==== SUPPLIED INFORMATION ====

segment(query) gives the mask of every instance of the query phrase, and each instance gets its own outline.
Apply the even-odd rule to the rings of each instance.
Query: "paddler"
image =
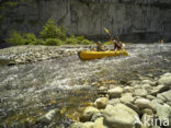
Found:
[[[113,43],[114,43],[114,50],[121,50],[125,47],[125,45],[119,40],[118,36],[116,36],[116,39],[114,39]]]
[[[104,51],[104,48],[103,48],[102,43],[100,40],[96,42],[96,51]]]

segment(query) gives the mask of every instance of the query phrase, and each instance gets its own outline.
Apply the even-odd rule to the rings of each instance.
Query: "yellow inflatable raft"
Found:
[[[104,57],[116,57],[116,56],[128,56],[128,53],[123,49],[123,50],[117,50],[117,51],[87,51],[87,50],[81,50],[78,53],[78,56],[82,60],[90,60],[90,59],[101,59]]]

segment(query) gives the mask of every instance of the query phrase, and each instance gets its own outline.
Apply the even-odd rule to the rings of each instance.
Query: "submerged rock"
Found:
[[[59,112],[59,109],[52,109],[48,113],[46,113],[45,115],[43,115],[42,117],[38,118],[37,123],[41,124],[50,124],[55,117],[55,115],[57,115],[56,113]]]
[[[133,128],[138,114],[124,104],[107,105],[103,113],[104,124],[109,128]]]
[[[137,105],[140,109],[144,109],[144,108],[152,108],[152,104],[149,100],[147,98],[137,98],[135,101],[135,105]]]
[[[82,116],[80,117],[80,120],[81,121],[90,121],[93,114],[95,113],[100,113],[100,110],[95,107],[92,107],[92,106],[88,106],[84,110],[83,110],[83,114]]]
[[[98,108],[105,108],[105,106],[107,105],[109,103],[109,98],[107,97],[99,97],[96,101],[95,101],[95,106]]]
[[[171,73],[164,73],[161,75],[158,83],[171,88]]]
[[[119,86],[116,86],[114,89],[109,90],[107,93],[111,98],[121,97],[121,95],[123,93],[123,89]]]

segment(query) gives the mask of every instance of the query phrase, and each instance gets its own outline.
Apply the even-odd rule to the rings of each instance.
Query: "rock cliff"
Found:
[[[0,2],[3,2],[1,0]],[[18,1],[18,0],[15,0]],[[48,19],[69,34],[109,38],[103,27],[127,42],[171,40],[170,0],[32,0],[3,12],[0,37],[9,31],[38,33]]]

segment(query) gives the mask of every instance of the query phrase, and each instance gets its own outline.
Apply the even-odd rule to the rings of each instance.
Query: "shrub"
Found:
[[[37,44],[37,38],[33,33],[26,33],[23,35],[25,38],[24,45],[36,45]]]
[[[35,45],[45,45],[45,44],[46,44],[46,43],[45,43],[44,39],[42,39],[42,38],[37,38],[37,42],[36,42]]]
[[[44,39],[46,38],[66,39],[67,38],[64,27],[56,26],[53,20],[47,21],[39,36]]]
[[[45,45],[50,45],[50,46],[55,46],[55,45],[61,45],[62,42],[58,38],[47,38],[45,40]]]
[[[24,45],[25,38],[22,36],[20,32],[11,31],[10,37],[7,38],[5,42],[14,44],[14,45]]]

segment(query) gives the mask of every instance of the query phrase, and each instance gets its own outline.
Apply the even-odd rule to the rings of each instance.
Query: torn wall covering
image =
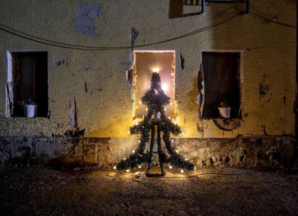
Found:
[[[137,50],[176,51],[175,99],[178,103],[179,108],[175,120],[184,132],[183,135],[177,138],[177,140],[196,139],[196,148],[199,149],[205,148],[203,147],[204,142],[215,139],[212,145],[219,148],[217,149],[219,149],[217,152],[220,152],[220,149],[223,151],[216,154],[223,155],[229,150],[227,146],[233,143],[237,136],[245,137],[294,135],[294,28],[273,23],[250,13],[240,15],[216,27],[191,36],[155,43],[227,20],[245,11],[245,4],[208,3],[202,15],[179,17],[173,14],[175,10],[169,10],[169,2],[167,1],[134,0],[127,3],[111,1],[85,3],[75,0],[70,4],[61,0],[39,2],[24,0],[20,2],[13,0],[2,1],[0,4],[0,20],[3,24],[39,38],[98,47],[129,47],[154,44],[135,47],[133,49],[93,50],[89,48],[83,50],[63,48],[59,44],[55,44],[58,46],[51,46],[0,30],[2,42],[0,56],[4,60],[0,61],[2,72],[0,73],[0,88],[2,90],[0,94],[0,136],[2,138],[0,158],[3,159],[3,155],[6,155],[5,158],[7,158],[7,152],[12,151],[8,149],[7,151],[4,150],[8,148],[7,146],[13,148],[3,141],[6,139],[8,139],[10,143],[15,140],[14,145],[16,145],[14,146],[17,152],[22,145],[27,145],[26,142],[18,140],[23,140],[28,137],[29,139],[34,137],[34,139],[49,140],[52,139],[52,136],[60,137],[56,142],[62,139],[60,136],[70,128],[69,116],[71,116],[74,110],[74,98],[77,110],[76,126],[85,129],[82,139],[85,140],[89,138],[88,143],[94,143],[91,140],[95,143],[100,142],[99,138],[116,139],[119,145],[117,152],[118,149],[124,151],[131,145],[136,147],[138,143],[134,142],[136,138],[127,133],[129,127],[137,121],[133,120],[133,102],[132,99],[133,92],[128,85],[126,77],[127,76],[129,80],[130,79],[129,84],[132,88],[133,80],[131,80],[133,77],[132,73],[127,74],[123,71],[130,68],[133,73],[133,51]],[[282,1],[278,5],[271,0],[251,1],[250,8],[252,11],[269,19],[296,25],[296,1],[291,0]],[[180,9],[177,11],[181,11]],[[222,12],[223,11],[225,12]],[[276,17],[273,17],[273,14]],[[173,17],[177,18],[169,18]],[[7,103],[9,103],[12,97],[10,95],[7,97],[5,93],[6,91],[7,94],[11,93],[7,88],[9,83],[6,72],[8,67],[6,59],[7,50],[48,52],[49,110],[51,112],[49,118],[7,117],[9,110]],[[241,123],[236,124],[234,128],[230,127],[232,129],[223,130],[212,119],[199,117],[202,105],[202,100],[199,99],[203,98],[203,92],[198,91],[198,85],[201,85],[202,82],[198,83],[198,80],[202,50],[242,52],[240,70],[242,85],[240,90],[243,113]],[[180,53],[183,54],[183,61],[181,61]],[[57,61],[62,59],[66,63],[59,63],[59,66],[57,66]],[[126,62],[129,61],[133,64]],[[266,76],[264,80],[264,74]],[[270,88],[264,88],[266,86]],[[251,144],[250,147],[249,144],[239,145],[239,148],[243,148],[243,151],[241,150],[237,153],[237,158],[243,157],[245,152],[253,153],[250,149],[256,143],[254,139],[256,138],[251,138],[246,143]],[[271,144],[264,144],[268,149],[264,147],[260,150],[264,151],[262,154],[265,154],[270,146],[275,146],[276,143],[292,145],[291,142],[287,142],[288,140],[281,143],[278,139],[274,139],[271,142],[266,143]],[[229,140],[226,141],[228,145],[226,146],[223,144],[220,139],[228,139],[224,140]],[[70,141],[77,145],[75,142]],[[194,159],[201,159],[199,155],[201,153],[193,149],[194,141],[184,147],[183,144],[186,141],[181,141],[177,145],[182,145],[181,152],[183,154],[192,155]],[[56,152],[61,153],[58,154],[66,152],[65,149],[69,147],[67,141],[63,142],[55,146],[58,149]],[[87,141],[84,142],[85,143]],[[50,145],[49,142],[40,143],[44,146],[40,146],[38,152],[46,151],[47,147],[45,146]],[[72,149],[75,149],[74,145],[71,146]],[[100,149],[110,149],[108,145],[108,142],[104,142],[100,148],[94,147],[94,150],[90,150],[89,158],[93,158],[92,155],[94,155],[97,158],[104,158],[106,152],[101,151]],[[258,145],[261,145],[262,143]],[[111,150],[109,150],[116,151],[113,148],[111,147]],[[278,152],[278,148],[273,148],[273,150]],[[81,154],[80,148],[77,149],[79,149],[77,154]],[[207,157],[217,157],[216,154],[212,155],[211,152],[208,152]],[[111,153],[111,156],[108,157],[113,158],[110,160],[101,160],[103,163],[114,163],[112,162],[120,159],[119,157],[123,153]],[[35,157],[30,157],[34,156]],[[93,159],[90,160],[90,163],[94,161]],[[237,163],[242,163],[240,159],[237,160]]]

====

:: YOUR INSTRUCTIONS ::
Reproduce the entries from the very beginning through the line containing "[[[104,51],[104,48],[103,48],[102,43],[100,40],[96,42],[96,51]]]", keeping both ends, and leave the pictures out of your copy.

:: PROBLEM SOLUTION ::
segment(query) gives the mask of every instance of the query phrase, and each instance gets its own outline.
Apply the even-odd rule to the rings of each instance.
Query: "paddler"
image =
Found:
[[[113,43],[114,43],[114,50],[121,50],[125,47],[125,45],[119,40],[118,36],[116,36],[116,39],[114,39]]]
[[[104,51],[104,48],[103,48],[102,43],[100,40],[96,42],[96,51]]]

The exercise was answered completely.